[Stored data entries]
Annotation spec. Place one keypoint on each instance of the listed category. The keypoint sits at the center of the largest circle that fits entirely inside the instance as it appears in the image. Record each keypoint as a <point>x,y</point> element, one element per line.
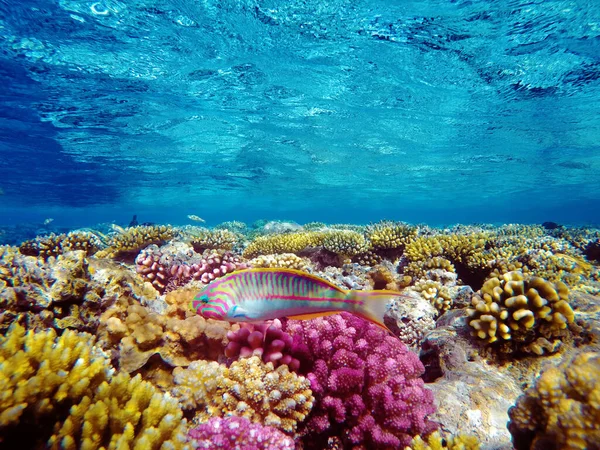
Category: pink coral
<point>240,434</point>
<point>266,340</point>
<point>367,384</point>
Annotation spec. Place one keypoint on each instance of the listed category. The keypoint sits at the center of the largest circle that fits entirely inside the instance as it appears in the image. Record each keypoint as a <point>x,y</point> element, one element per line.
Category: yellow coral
<point>390,235</point>
<point>284,260</point>
<point>284,243</point>
<point>345,242</point>
<point>435,441</point>
<point>128,242</point>
<point>221,239</point>
<point>42,375</point>
<point>562,409</point>
<point>511,307</point>
<point>249,388</point>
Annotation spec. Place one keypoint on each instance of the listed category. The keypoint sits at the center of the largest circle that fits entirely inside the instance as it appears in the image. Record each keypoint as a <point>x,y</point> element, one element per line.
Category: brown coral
<point>249,388</point>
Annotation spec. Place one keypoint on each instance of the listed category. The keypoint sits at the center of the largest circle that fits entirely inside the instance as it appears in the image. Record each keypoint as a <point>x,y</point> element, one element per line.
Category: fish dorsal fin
<point>294,272</point>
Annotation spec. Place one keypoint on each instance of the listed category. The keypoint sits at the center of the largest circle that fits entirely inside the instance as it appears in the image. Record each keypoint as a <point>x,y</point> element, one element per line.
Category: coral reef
<point>435,441</point>
<point>266,340</point>
<point>54,245</point>
<point>562,409</point>
<point>248,388</point>
<point>42,376</point>
<point>527,313</point>
<point>284,261</point>
<point>135,332</point>
<point>367,385</point>
<point>236,433</point>
<point>176,265</point>
<point>125,244</point>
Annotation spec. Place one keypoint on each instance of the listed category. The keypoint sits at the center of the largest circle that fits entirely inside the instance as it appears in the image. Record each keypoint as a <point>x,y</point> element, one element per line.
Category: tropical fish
<point>195,218</point>
<point>253,295</point>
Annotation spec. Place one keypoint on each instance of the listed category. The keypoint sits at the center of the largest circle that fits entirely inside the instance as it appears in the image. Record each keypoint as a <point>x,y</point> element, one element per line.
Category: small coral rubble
<point>562,410</point>
<point>249,388</point>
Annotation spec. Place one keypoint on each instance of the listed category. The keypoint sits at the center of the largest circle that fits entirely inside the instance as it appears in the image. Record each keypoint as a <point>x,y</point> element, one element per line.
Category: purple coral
<point>367,384</point>
<point>266,340</point>
<point>238,433</point>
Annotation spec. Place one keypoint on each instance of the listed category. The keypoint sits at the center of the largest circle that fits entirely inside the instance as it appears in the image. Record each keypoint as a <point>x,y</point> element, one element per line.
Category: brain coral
<point>66,387</point>
<point>562,410</point>
<point>367,385</point>
<point>249,388</point>
<point>527,312</point>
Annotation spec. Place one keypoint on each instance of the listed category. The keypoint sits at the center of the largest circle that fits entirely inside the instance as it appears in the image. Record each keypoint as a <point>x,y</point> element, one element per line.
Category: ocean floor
<point>494,344</point>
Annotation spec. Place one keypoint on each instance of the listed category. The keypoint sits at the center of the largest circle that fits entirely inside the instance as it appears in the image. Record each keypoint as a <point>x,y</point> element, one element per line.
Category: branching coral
<point>284,260</point>
<point>249,388</point>
<point>266,340</point>
<point>203,239</point>
<point>178,335</point>
<point>168,268</point>
<point>367,385</point>
<point>562,409</point>
<point>41,376</point>
<point>512,308</point>
<point>69,291</point>
<point>238,433</point>
<point>126,244</point>
<point>284,243</point>
<point>54,245</point>
<point>436,293</point>
<point>390,235</point>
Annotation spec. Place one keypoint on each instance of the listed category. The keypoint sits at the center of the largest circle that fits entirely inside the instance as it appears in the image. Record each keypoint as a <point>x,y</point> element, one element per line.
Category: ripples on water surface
<point>414,110</point>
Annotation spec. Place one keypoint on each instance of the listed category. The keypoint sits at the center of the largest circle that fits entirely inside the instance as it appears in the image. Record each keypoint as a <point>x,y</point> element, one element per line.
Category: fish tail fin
<point>372,305</point>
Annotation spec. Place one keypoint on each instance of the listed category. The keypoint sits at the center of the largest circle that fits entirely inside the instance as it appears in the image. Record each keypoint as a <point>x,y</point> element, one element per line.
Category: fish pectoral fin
<point>313,315</point>
<point>237,312</point>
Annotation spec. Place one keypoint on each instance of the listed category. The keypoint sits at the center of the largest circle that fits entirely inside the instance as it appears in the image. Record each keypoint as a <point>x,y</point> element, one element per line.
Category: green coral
<point>527,312</point>
<point>562,410</point>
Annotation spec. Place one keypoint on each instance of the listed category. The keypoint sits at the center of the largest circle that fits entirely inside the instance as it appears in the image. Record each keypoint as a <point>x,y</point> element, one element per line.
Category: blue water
<point>431,111</point>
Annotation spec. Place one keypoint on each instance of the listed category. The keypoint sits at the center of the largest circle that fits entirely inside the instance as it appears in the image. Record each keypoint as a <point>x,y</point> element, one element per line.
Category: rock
<point>472,396</point>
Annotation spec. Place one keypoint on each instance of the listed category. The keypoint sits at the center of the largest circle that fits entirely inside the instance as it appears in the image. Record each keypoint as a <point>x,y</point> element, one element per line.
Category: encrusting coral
<point>248,388</point>
<point>366,383</point>
<point>435,441</point>
<point>528,313</point>
<point>66,386</point>
<point>562,410</point>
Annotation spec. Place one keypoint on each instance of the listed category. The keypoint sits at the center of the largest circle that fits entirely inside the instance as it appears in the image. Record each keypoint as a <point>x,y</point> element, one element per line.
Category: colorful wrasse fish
<point>253,295</point>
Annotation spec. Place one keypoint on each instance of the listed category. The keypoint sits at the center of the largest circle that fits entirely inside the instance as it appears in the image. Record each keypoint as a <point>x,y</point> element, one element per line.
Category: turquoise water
<point>424,111</point>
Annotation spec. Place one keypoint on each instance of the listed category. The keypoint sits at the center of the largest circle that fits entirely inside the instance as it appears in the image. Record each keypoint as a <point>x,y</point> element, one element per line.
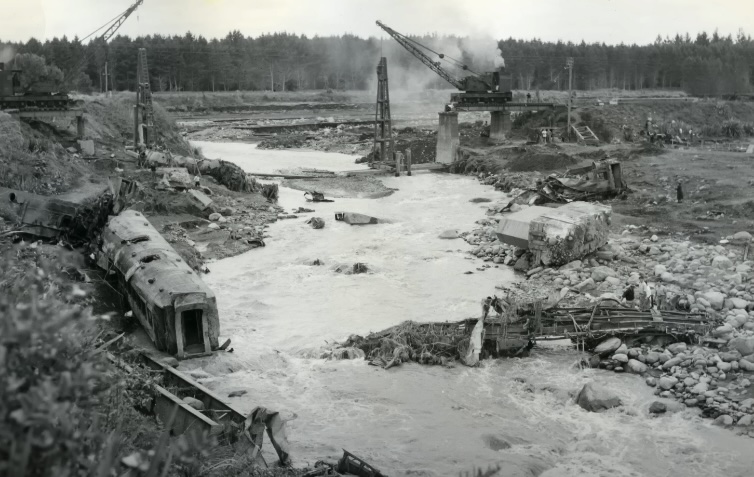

Work instruction » The data shown above must be printed again exactly, with no images included.

Worked solution »
Annotation spec. Place one keypoint on each instance of the listed category. The keypoint sits at the center of the largest circle that fits entirely inside the instance as it appears in the image. Record each keypoint as a <point>x,y</point> element, one element per line.
Category: pink coral
<point>240,434</point>
<point>266,340</point>
<point>367,384</point>
Annotation spec. Place one keypoint on each instance of the listed category. The keypoint sits at the center of the largest circle that fits entirely inside the instance as it appears in the image. Record each keypoint as a <point>x,y</point> element, one element per line.
Category: yellow coral
<point>390,235</point>
<point>284,260</point>
<point>284,243</point>
<point>345,242</point>
<point>435,441</point>
<point>128,242</point>
<point>221,239</point>
<point>42,375</point>
<point>562,409</point>
<point>511,307</point>
<point>249,388</point>
Annotation spec. Place one keypoint on each instance of the listed category. The keypoint sits at the center of the largest circle that fits entirely inside the instance as it appears in the image. Record each keypoint as a <point>x,y</point> element, one element per line.
Category: brown coral
<point>249,388</point>
Annotation spec. Place one keypoint on each instance of the listed category. The keypoint sits at the center of the largest circle that fits entirely inside the instance as it appears in the image. Record each keypoint as a <point>x,y</point> element, one element per line.
Category: fish dorsal fin
<point>294,272</point>
Annotation spec. Place one keypoint on each instance of the listed category. The keypoint sits at the center of the largest circle that fits entirely inside the instance as it appears in the image. Record each keypoint as a <point>x,y</point> element, one element per line.
Category: coral reef
<point>435,441</point>
<point>266,340</point>
<point>54,245</point>
<point>562,409</point>
<point>248,388</point>
<point>42,376</point>
<point>527,313</point>
<point>284,261</point>
<point>135,332</point>
<point>367,385</point>
<point>236,433</point>
<point>176,265</point>
<point>125,244</point>
Annotation spec. Place one keypoint on each instance of the listed category. The keypoint sits at the center of the largest circle that fits entirely inside the instance as it appears in the image. Record each keypoint as a <point>x,y</point> element, one element per line.
Category: tropical fish
<point>195,218</point>
<point>253,295</point>
Annotation spec. Place one keypoint on each instance of the listed category. The keypoint sits at the center of the largest circle that fits entirely inside the instance as it appears in the image. Record each keypoint as a <point>x,y</point> element, one element per line.
Category: small coral rubble
<point>562,410</point>
<point>249,388</point>
Annotation spec. Place one keypoint on each instance of the listed category. The keypoint sits at the center of the largest circle that fits entirely inside the instance as it appears in the image. Record each keypoint as a <point>x,y</point> element, one element per line.
Category: purple coral
<point>367,384</point>
<point>266,340</point>
<point>238,433</point>
Annotation spec. Place one keypoint on each instance of the listed category. The keypoint sits at the center of the largest circle that fits entirely inside the instance as it appears in the image. Record each keypoint as a <point>x,y</point> element, one element per line.
Category: brain coral
<point>66,387</point>
<point>562,410</point>
<point>367,385</point>
<point>249,388</point>
<point>527,312</point>
Annotation spec. Place one keypoint on each instance of the listed category. The keypoint sits at the center of the largest circle that fits entirely inside the instance as it appears in the image. Record each keypoint as a <point>x,y</point> element, one element per line.
Category: ocean floor
<point>494,344</point>
Annotation spec. Place one keypoint on each instance of the listed category. The keypoint sits at the center of the largest circle that fits entirely inside the instance as it appears in the image. Record each keypoint as a <point>x,y</point> element, one element per line.
Category: branching coral
<point>284,260</point>
<point>249,388</point>
<point>266,340</point>
<point>203,239</point>
<point>178,335</point>
<point>168,268</point>
<point>367,385</point>
<point>562,409</point>
<point>41,376</point>
<point>512,308</point>
<point>69,291</point>
<point>238,433</point>
<point>126,244</point>
<point>284,243</point>
<point>54,245</point>
<point>436,293</point>
<point>390,235</point>
Annotation spec. Place one keypoint on each instance of the listed category. The keypoint sits at the center of the largest circle that fits entirely inside the instance as it appears in the image. Record each keypoint as a <point>x,y</point> element, one element per line.
Category: ripples on water surface
<point>414,110</point>
Annotation spec. Place one keypoint on each instance of the listed category. The keypoint sits at the center of the largest circle that fits entirely inside the instance as it appears in the image. Record each keypoint as a <point>x,y</point> element, one element per line.
Category: fish tail fin
<point>372,305</point>
Annotation spec. Place one keypoint on each instance of the listed category. The keypoint sits at the center of the largest circle that fits entirely inside the instance as it appears in the image. Record each keypoint as a <point>x,y</point> element, one element per line.
Category: fish pectoral fin
<point>313,315</point>
<point>237,312</point>
Annotation spec. Place one keypoint on each instance of the listed category. The keypoint sits at the center of the largest circle that fits entirely inside the instance as it appears in the image. Record each keypoint as a <point>x,y</point> element, one element per line.
Category: green coral
<point>527,312</point>
<point>562,410</point>
Annotation spec. Place one keypoint on each instance of the listed category. The keypoint sits at the center of the largest circle that fits entirely inside the instance as it appears in the image. Record each keypoint as a <point>x,y</point> element, one element per line.
Category: blue water
<point>431,111</point>
Annotation spec. Place one keypoint on each instance of the listed category. The keypoint sits at the center of the largest circle that fits entirely inside the instance as it appears in the image. Record each keypoint as a <point>x,y</point> element, one element per line.
Category: rock
<point>472,396</point>
Annotation spec. Place one keypoint on each instance of the listed category. The keypoint sits at the center of the largest circle that fits entirely inside the instance as it appears in the image. Record each keypoint as a <point>x,y</point> element, one element per line.
Category: encrusting coral
<point>248,388</point>
<point>366,383</point>
<point>435,441</point>
<point>528,313</point>
<point>66,386</point>
<point>562,410</point>
Annotation spec. Place one keypoint on each instance of the listed category. The keypoint sits at the center of the largest circle that fits entirely inside the instance as it appears in the image. Record each keypoint as a <point>x,y</point> element, one element per line.
Category: colorful wrasse fish
<point>253,295</point>
Annotation spec. Place one keypoint on each instance of the listed category. The keypoint sits at the center of the largest circle that fits entirely inside the instance as it appears in the image. Record each keypoint as a <point>x,y</point> element, one element per line.
Category: turquoise water
<point>424,111</point>
Annotation spec. Place one keypoint on each instance of the listed category. The keypoint sits at the center of the largest circle that fits entirely inside the instance as it appears in the image. Record each keypoint as a <point>x,y</point> element, one element per line.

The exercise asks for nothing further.